▶ [PAGE]:

^^^^^^^^^^^^^^^^

Yesterday
Liam polished off a bottle of watered-down kefir after steadfastly refusing cow’s milk for days on end.
Later, he had Horrible Diaper-Escaping Diarrhea of Great Disgustingness. Connection? I gave him some more kefir this morning, but this and the behavior of his excretory system since I started him on yogurt and cheese is giving me pause.
Also yesterday, Liam had his first major haircut involving the buzzing clipper thingies. He went from interested (twisting from side to side to get a look) to distraught (shrieking) to resigned (back to twisting, but less avidly). He looks like such a little boy now. His big boy 9-12 month clothing is getting a bit short for him, so I’m getting out the even bigger boy 12-18 month clothes today.
Ngaire got her “hair bangs” trimmed yesterday as well, calm but for a few wiggles and giggles. She kept asking for her lollipop, which had me confused until I remembered that we had given her one after her last haircut to keep her calm. Girl has a long memory. Alas, we had no lollipops, so she had to be contented with cheesecake with blueberries and whipped cream. I’m afraid we have hearby raised the bar.
* * *
Ngaire just came up to me and said, “May I have a hug and a snuggle and a huggle?”

^^^^^^^^^^^^^^^^

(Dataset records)
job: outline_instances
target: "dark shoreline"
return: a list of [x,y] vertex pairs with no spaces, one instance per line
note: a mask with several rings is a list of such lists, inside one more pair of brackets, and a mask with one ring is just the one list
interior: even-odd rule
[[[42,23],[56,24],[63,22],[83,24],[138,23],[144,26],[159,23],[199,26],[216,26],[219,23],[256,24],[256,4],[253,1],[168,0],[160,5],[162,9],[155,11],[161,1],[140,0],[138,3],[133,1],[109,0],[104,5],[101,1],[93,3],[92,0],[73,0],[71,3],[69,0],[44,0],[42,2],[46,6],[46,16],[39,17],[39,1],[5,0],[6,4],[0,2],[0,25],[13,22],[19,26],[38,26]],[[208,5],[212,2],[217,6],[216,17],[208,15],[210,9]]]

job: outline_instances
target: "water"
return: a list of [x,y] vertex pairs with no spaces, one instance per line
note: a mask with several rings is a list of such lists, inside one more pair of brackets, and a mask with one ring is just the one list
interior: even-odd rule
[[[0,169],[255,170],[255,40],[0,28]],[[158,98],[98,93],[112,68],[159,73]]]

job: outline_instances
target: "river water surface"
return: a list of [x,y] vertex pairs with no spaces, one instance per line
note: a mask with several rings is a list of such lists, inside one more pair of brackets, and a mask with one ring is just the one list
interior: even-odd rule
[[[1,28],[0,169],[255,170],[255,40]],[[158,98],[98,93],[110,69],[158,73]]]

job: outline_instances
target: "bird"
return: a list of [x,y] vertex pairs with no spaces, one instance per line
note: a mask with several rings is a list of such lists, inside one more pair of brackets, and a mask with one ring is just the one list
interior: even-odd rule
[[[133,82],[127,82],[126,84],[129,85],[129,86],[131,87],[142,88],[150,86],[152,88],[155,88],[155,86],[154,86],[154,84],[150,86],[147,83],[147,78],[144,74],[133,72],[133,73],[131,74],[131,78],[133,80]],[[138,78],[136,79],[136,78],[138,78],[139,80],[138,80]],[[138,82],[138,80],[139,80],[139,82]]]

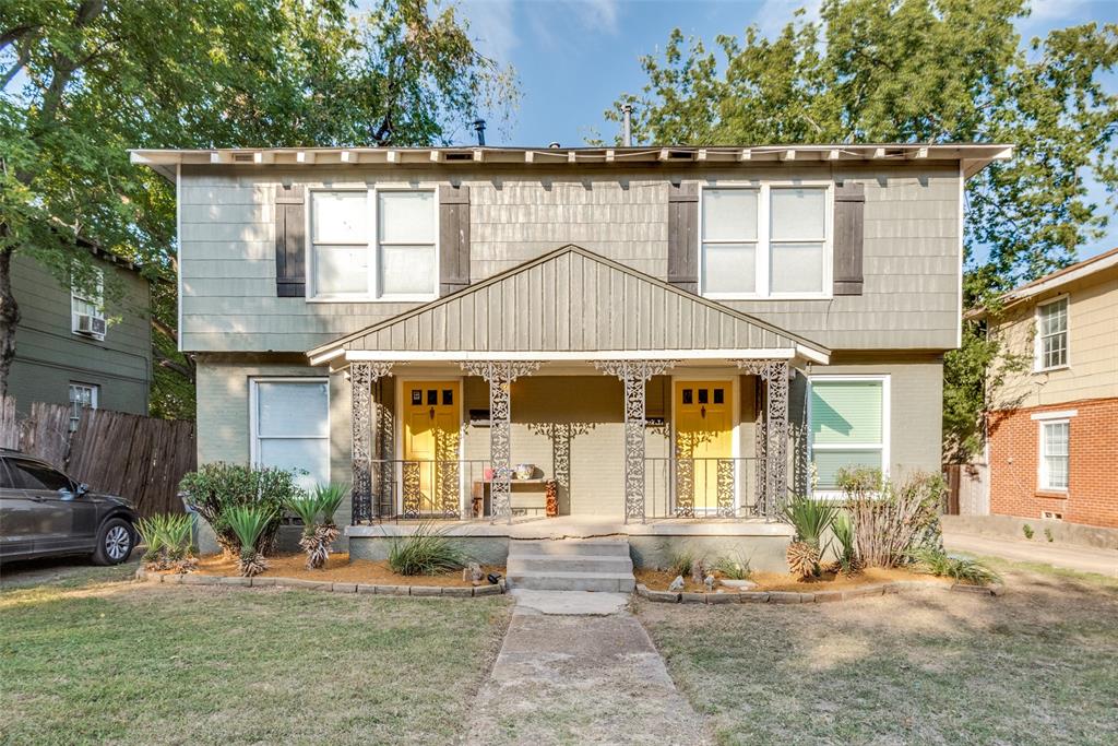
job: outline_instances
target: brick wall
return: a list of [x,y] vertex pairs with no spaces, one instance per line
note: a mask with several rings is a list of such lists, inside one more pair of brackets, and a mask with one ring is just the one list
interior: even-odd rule
[[[1074,409],[1069,418],[1067,492],[1040,490],[1040,427],[1032,416]],[[1007,409],[987,415],[991,512],[1040,518],[1050,510],[1063,520],[1118,527],[1118,398]]]

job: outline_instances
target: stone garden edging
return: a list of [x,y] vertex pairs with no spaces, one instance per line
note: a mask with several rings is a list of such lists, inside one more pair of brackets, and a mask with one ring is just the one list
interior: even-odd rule
[[471,587],[442,585],[377,585],[372,583],[333,583],[331,580],[306,580],[294,577],[240,577],[239,575],[164,575],[149,573],[142,567],[136,570],[136,579],[145,583],[168,583],[173,585],[224,585],[231,587],[284,587],[326,593],[364,593],[381,596],[447,596],[453,598],[476,598],[499,596],[505,592],[504,578],[496,585]]
[[1005,592],[1005,587],[1002,585],[983,586],[955,583],[948,586],[930,580],[896,580],[851,588],[850,591],[818,591],[815,593],[794,591],[740,591],[736,593],[650,591],[646,585],[641,583],[636,586],[636,595],[663,604],[823,604],[900,593],[902,588],[940,588],[957,593],[976,593],[984,596],[1001,596]]

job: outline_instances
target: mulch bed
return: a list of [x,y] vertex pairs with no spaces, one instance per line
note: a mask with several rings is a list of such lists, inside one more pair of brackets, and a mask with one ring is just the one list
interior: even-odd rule
[[[321,580],[322,583],[363,583],[369,585],[432,585],[443,587],[471,587],[470,580],[462,579],[462,570],[445,575],[397,575],[386,561],[370,559],[350,559],[347,553],[330,555],[325,567],[306,569],[306,555],[280,555],[267,558],[268,568],[257,577],[290,577],[300,580]],[[482,565],[482,572],[504,576],[504,567]],[[165,572],[162,575],[173,573]],[[224,555],[207,555],[198,560],[198,567],[192,575],[217,575],[224,577],[237,576],[237,560]],[[482,580],[487,585],[486,580]]]

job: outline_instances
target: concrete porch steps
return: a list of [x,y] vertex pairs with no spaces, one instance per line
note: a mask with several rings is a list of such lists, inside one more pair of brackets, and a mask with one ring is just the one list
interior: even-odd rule
[[505,573],[511,588],[632,593],[636,587],[628,539],[513,540]]

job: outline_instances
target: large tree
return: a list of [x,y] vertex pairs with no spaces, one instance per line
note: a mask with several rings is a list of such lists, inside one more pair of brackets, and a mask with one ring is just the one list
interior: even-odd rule
[[12,256],[82,284],[85,239],[154,283],[152,407],[168,416],[193,407],[173,191],[126,149],[443,143],[514,100],[454,9],[425,0],[360,13],[348,0],[6,0],[0,83],[0,395],[20,318]]
[[[634,132],[693,144],[1007,142],[1015,157],[966,190],[966,303],[1072,262],[1105,234],[1118,187],[1118,25],[1087,23],[1022,43],[1025,0],[825,0],[775,38],[755,27],[717,38],[719,54],[675,30],[647,84],[625,94]],[[1088,186],[1105,186],[1106,205]],[[945,446],[979,443],[986,367],[996,346],[964,330],[945,370]]]

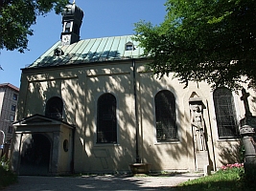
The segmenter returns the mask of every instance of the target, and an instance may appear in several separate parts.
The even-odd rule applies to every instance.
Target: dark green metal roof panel
[[[134,49],[127,51],[127,43],[132,43]],[[56,55],[57,49],[62,53]],[[58,41],[28,68],[141,58],[142,54],[132,35],[84,39],[64,46]]]

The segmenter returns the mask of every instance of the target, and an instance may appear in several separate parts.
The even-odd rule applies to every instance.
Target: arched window
[[[219,138],[237,138],[237,115],[232,92],[227,88],[219,88],[214,91],[213,98]]]
[[[97,143],[116,142],[116,98],[111,94],[105,94],[98,99]]]
[[[63,101],[58,96],[51,97],[45,108],[45,116],[52,118],[61,118],[63,110]]]
[[[177,139],[175,97],[164,90],[154,97],[157,141]]]

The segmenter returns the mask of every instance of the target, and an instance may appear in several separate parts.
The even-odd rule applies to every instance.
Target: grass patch
[[[17,182],[17,176],[9,168],[9,160],[2,158],[0,160],[0,189]]]
[[[255,182],[248,183],[244,168],[219,170],[215,174],[180,183],[176,190],[180,191],[243,191],[256,190]]]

^^^^^^^^^^^^^^^^

▶ [EXERCISE REQUIREMENTS]:
Using the post about the haircuts, answer these questions:
1. What did Liam drink after days of refusing cow's milk?
2. What size of clothing is being brought out for Liam?
3. What did Ngaire get instead of a lollipop?

▶ [OUTPUT]:
1. A bottle of watered-down kefir.
2. 12-18 month clothes.
3. Cheesecake with blueberries and whipped cream.